_BRIEF_:
Copy out all of the data below with no alterations.

_ENTRIES_:
::::
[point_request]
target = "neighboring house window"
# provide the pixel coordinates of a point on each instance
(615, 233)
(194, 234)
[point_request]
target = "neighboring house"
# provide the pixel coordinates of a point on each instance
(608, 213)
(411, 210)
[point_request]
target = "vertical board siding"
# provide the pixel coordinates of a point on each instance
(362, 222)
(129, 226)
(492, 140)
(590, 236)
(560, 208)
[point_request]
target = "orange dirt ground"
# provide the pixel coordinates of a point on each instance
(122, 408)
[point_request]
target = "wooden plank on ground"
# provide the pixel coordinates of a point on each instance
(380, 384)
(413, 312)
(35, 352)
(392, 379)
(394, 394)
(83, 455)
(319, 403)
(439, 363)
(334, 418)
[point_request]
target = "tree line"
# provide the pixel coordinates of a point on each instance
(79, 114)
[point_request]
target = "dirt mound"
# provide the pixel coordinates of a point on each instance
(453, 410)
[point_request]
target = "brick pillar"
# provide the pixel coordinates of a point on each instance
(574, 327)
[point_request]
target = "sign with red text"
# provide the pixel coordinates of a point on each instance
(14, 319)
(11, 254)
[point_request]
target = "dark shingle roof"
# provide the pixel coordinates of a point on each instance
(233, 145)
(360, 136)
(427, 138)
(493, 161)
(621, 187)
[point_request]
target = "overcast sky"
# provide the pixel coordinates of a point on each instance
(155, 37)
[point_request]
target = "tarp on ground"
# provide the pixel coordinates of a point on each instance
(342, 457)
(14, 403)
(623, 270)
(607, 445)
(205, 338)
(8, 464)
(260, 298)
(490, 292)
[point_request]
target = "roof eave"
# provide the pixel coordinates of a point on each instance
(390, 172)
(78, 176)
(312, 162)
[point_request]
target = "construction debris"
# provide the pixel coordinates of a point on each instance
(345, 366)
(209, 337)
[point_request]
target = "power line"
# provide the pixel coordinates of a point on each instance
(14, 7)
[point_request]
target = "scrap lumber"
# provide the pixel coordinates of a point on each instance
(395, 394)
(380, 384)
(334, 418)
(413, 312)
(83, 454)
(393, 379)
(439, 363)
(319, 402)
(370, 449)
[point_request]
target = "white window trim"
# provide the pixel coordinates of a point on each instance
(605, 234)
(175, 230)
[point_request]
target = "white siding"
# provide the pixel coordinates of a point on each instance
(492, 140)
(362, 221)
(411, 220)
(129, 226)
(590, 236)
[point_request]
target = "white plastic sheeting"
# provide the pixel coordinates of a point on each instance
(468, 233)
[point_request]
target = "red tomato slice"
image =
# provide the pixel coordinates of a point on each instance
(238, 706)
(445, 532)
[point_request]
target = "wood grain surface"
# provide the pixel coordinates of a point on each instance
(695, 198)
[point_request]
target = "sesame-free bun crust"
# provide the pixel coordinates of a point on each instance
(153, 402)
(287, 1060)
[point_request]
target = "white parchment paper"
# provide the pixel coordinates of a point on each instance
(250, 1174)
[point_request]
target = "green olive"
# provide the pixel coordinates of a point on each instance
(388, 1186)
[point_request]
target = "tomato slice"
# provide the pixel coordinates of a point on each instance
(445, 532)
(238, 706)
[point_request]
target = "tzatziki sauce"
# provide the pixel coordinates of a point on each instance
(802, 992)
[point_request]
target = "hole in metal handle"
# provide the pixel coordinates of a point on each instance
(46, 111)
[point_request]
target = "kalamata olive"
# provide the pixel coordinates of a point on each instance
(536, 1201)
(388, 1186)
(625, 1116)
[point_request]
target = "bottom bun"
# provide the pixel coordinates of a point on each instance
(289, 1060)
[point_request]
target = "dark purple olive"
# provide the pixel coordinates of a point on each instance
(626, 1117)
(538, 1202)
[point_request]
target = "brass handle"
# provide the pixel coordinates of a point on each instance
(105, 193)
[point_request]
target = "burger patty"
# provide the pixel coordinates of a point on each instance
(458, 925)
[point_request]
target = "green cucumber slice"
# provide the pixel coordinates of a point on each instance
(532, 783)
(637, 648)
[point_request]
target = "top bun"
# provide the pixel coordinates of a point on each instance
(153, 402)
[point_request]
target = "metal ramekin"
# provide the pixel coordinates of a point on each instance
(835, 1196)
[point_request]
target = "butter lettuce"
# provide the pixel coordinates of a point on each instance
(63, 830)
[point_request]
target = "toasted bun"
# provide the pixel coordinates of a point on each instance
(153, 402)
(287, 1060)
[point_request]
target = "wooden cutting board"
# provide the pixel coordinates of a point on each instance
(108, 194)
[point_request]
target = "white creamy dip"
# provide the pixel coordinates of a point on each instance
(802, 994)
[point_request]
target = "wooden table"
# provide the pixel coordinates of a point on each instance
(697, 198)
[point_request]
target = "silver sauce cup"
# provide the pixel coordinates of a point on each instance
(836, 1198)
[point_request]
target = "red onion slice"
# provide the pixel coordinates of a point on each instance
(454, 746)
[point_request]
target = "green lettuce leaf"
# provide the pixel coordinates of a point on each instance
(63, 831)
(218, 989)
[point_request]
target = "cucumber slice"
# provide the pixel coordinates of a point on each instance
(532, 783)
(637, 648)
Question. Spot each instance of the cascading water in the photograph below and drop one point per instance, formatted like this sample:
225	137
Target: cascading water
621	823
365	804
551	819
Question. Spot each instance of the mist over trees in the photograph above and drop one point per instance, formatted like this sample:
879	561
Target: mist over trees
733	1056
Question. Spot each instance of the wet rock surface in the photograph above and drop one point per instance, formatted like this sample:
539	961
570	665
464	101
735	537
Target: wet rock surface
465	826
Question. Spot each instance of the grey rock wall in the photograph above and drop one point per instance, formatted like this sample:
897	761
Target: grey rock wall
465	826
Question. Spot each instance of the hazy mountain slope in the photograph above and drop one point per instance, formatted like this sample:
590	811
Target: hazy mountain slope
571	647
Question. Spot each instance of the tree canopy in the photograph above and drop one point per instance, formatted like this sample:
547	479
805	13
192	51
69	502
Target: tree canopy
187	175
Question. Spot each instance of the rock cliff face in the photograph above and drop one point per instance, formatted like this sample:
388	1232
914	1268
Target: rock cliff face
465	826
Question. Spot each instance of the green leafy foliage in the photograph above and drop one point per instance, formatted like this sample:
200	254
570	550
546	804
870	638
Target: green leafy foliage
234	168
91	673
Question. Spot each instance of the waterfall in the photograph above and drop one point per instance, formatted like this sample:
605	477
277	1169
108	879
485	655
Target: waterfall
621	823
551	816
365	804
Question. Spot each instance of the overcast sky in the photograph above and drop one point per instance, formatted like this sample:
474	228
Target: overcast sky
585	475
::::
_TASK ANSWER_:
[point_request]
target = "neighboring house window"
# provide the pixel coordinates of a point on each instance
(615, 233)
(194, 234)
[point_request]
target = "neighboring house"
# provide the pixel coordinates of a point on each instance
(608, 213)
(411, 210)
[point_request]
target = "vertical board siding"
# provide the pixel coordinates of a point on each instance
(362, 222)
(129, 226)
(492, 140)
(590, 236)
(560, 208)
[point_request]
target = "orange dirt ground"
# provide the pixel coordinates of a point on each instance
(122, 408)
[point_request]
target = "wooden plank on ground"
# provide the pixel coordinates of a point on each instance
(380, 384)
(413, 312)
(35, 352)
(392, 379)
(394, 394)
(83, 455)
(319, 403)
(439, 363)
(334, 418)
[point_request]
target = "tree line"
# provide the pixel coordinates of a point on each instance
(79, 114)
[point_request]
target = "dirt mound"
# provide the pixel coordinates of a point on each instance
(453, 410)
[point_request]
target = "brick pillar"
# provide the pixel coordinates of a point on each instance
(574, 327)
[point_request]
target = "sign with red text"
# provide the pixel coordinates of a point on each instance
(14, 319)
(11, 254)
[point_request]
target = "dark shingle roof"
# provide the pixel coordinates of a point on each instance
(233, 145)
(360, 136)
(427, 138)
(493, 161)
(621, 187)
[point_request]
target = "overcast sky"
# provide the pixel coordinates of a point on each instance
(155, 37)
[point_request]
target = "tarp on ground"
# provide the pixel coordinates of a point on each instance
(342, 457)
(14, 403)
(623, 270)
(607, 445)
(205, 338)
(8, 464)
(260, 298)
(490, 292)
[point_request]
target = "roof eave"
# provide the pixel coordinates of a point on each instance
(390, 172)
(78, 176)
(312, 162)
[point_request]
target = "construction debris"
# provide the pixel coordinates of a point on each instance
(345, 366)
(209, 337)
[point_request]
target = "power line"
# provide the pixel coordinates of a point on each instance
(14, 7)
[point_request]
target = "scrap lumber"
# provide the pixel coordinates of a point on each instance
(395, 394)
(380, 384)
(334, 418)
(413, 312)
(83, 454)
(393, 379)
(439, 363)
(319, 402)
(370, 449)
[point_request]
target = "white window trim"
# provide the pixel coordinates of a point on each instance
(605, 234)
(175, 230)
[point_request]
target = "white siding"
# provide the pixel coordinates of a point on each instance
(492, 140)
(362, 221)
(411, 220)
(129, 226)
(590, 236)
[point_request]
target = "white plastic sheeting"
# provide the pixel coordinates of a point on each instance
(468, 233)
[point_request]
target = "red tomato slice"
image =
# provide the pixel coordinates of a point on each instance
(238, 706)
(445, 532)
[point_request]
target = "wood grain surface"
# provide the pixel coordinates of a point on each instance
(695, 198)
[point_request]
target = "sesame-free bun crust"
# provide the pixel coordinates of a point on each instance
(153, 402)
(287, 1060)
[point_request]
target = "white parchment paper"
# provide the pixel coordinates of a point on each instance
(250, 1174)
[point_request]
target = "green olive"
# provide the pixel coordinates of a point on each instance
(388, 1186)
[point_request]
target = "tomato slice"
# provide the pixel coordinates of a point on each instance
(445, 532)
(238, 706)
[point_request]
target = "tzatziki sauce"
# provide the pixel coordinates of a point on each instance
(802, 992)
[point_request]
target = "hole in metal handle"
# provide the pixel coordinates of a point on each instance
(46, 111)
[point_request]
target = "kalamata olive"
# provide the pixel coordinates of a point on each instance
(536, 1201)
(388, 1186)
(625, 1116)
[point_request]
target = "bottom bun"
# provide the pixel coordinates of a point on each instance
(289, 1060)
[point_request]
target = "dark purple olive"
# provide the pixel coordinates of a point on each instance
(626, 1117)
(538, 1202)
[point_request]
target = "brass handle"
# provide the pixel coordinates of a point on each instance
(105, 193)
[point_request]
target = "burger patty"
# provide the pixel coordinates of a point on each instance
(458, 925)
[point_request]
target = "green cucumber slice"
# provide the pixel coordinates of a point on each instance
(532, 783)
(637, 648)
[point_request]
target = "top bun"
# provide the pixel coordinates of a point on each instance
(153, 402)
[point_request]
target = "metal ramekin"
# provide the pixel coordinates of a point on each instance
(835, 1196)
[point_request]
target = "butter lettuce"
# provide the pixel coordinates of a point on each instance
(63, 830)
[point_request]
target = "toasted bun"
# provide the pixel coordinates of a point on each instance
(153, 402)
(287, 1060)
[point_request]
target = "wooden cutting board"
# provide the pixel coordinates of a point on each instance
(108, 194)
[point_request]
target = "white creamy dip"
# provide the pixel coordinates of a point on each instance
(802, 994)
[point_request]
target = "wooden table"
# provide the pixel coordinates of a point on each instance
(697, 198)
[point_request]
target = "silver sauce cup"
# provide the pixel coordinates of a point on each instance
(836, 1198)
[point_request]
target = "red onion slice"
# provide the pixel coordinates of a point on each instance
(454, 746)
[point_request]
target = "green lettuce leaf"
# provide the pixel coordinates of a point on each instance
(63, 831)
(218, 989)
[point_request]
target = "cucumber slice"
# provide the pixel coordinates of a point on each instance
(532, 783)
(637, 648)
Question. Spot each instance of the cascading water in the photograph below and drop one point per instance, formatted like this sample:
225	137
Target: cascading water
621	823
365	804
551	819
Question. Spot each instance of the mist over trees in the photograph above and drop one point per instance, formatted like this sample:
879	561
Target: mist over trees
733	1056
Question. Spot each instance of the wet rock surface in the photograph above and drop one point per instance, formatted like this sample:
539	961
570	665
464	101
735	537
Target: wet rock surface
465	826
Question. Spot each instance of the grey rock wall in the photograph above and drop one point per instance, formatted like this sample:
897	761
Target: grey rock wall
465	826
Question. Spot each instance of the hazy mountain slope in the photograph above and drop one point per instance, formatted like this sample:
590	811
Target: hazy mountain slope
571	647
Question. Spot each instance of the tree canopy in the photograph above and drop one point per instance, formatted like this sample:
547	479
805	13
192	51
69	502
Target: tree canopy
187	175
Question. Spot each instance of the rock cliff face in the photograph above and drop one point per instance, formatted like this sample:
388	1232
914	1268
Target: rock cliff face
465	826
Question. Spot each instance of the green leafy foliage in the photograph above and drop one point per instance, formatted like this sample:
200	254
570	550
546	804
870	638
Target: green leafy foliage
234	168
91	673
Question. Spot each instance of the waterfall in the photograph above and drop one point per instance, formatted like this sample:
605	477
277	1169
108	879
485	655
Target: waterfall
621	823
551	816
365	804
Question. Spot each instance of the overcast sky in the photograph above and drop one point per instance, formatted like this sample:
474	228
Target: overcast sky
585	475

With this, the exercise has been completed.